*** Opening of DATA EXCERPTS ***

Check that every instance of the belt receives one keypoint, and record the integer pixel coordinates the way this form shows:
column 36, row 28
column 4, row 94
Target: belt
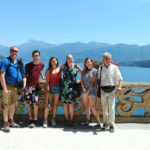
column 12, row 85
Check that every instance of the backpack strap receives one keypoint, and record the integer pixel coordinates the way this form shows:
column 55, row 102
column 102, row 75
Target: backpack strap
column 18, row 68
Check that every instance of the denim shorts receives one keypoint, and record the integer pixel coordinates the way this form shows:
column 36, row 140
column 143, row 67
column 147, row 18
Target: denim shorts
column 91, row 93
column 55, row 89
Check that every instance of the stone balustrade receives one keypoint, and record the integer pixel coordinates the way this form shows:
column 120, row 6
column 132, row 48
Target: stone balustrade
column 134, row 96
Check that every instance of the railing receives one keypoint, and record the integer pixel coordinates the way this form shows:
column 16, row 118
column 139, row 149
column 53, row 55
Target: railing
column 134, row 95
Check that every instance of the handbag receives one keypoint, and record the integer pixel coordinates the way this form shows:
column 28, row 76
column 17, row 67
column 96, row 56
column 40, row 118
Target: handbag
column 98, row 93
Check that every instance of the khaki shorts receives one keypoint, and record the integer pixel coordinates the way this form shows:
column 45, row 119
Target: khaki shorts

*** Close of DATA EXCERPTS ***

* ACTION ITEM: Set the listing down verbatim, excluding pictures.

* TASK OUTPUT:
Check that every instance of the belt receives one keypoint, and record the integer pixel coordinates the way this form shows:
column 36, row 28
column 4, row 94
Target: belt
column 12, row 85
Check that every instance of the backpack strap receives one keypoint, and record the integer pixel coordinates the way this form shows:
column 55, row 102
column 102, row 75
Target: backpack strap
column 18, row 68
Check that every instance of the denim shorts receives one keypoint, and record the integer pixel coordinates the way this form shows:
column 36, row 140
column 143, row 67
column 147, row 18
Target: denim shorts
column 91, row 93
column 55, row 89
Check that every instance of the stone balustrade receives one keypoint, and record the integer pixel coordinates the way this form shows:
column 120, row 6
column 132, row 48
Target: stone balustrade
column 134, row 96
Check that every instance of the railing receives one keypoint, and record the integer pixel coordinates the way this form shows:
column 16, row 118
column 139, row 149
column 53, row 55
Target: railing
column 134, row 95
Check that every instance of the handbag receives one keypoint, and record the integer pixel coordinates the way this form shows:
column 28, row 76
column 17, row 67
column 96, row 56
column 40, row 118
Target: handbag
column 98, row 93
Check that every instance of the khaki shorts receives one keypoint, and record the integer pixel coordinates the way this form shows:
column 45, row 119
Target: khaki shorts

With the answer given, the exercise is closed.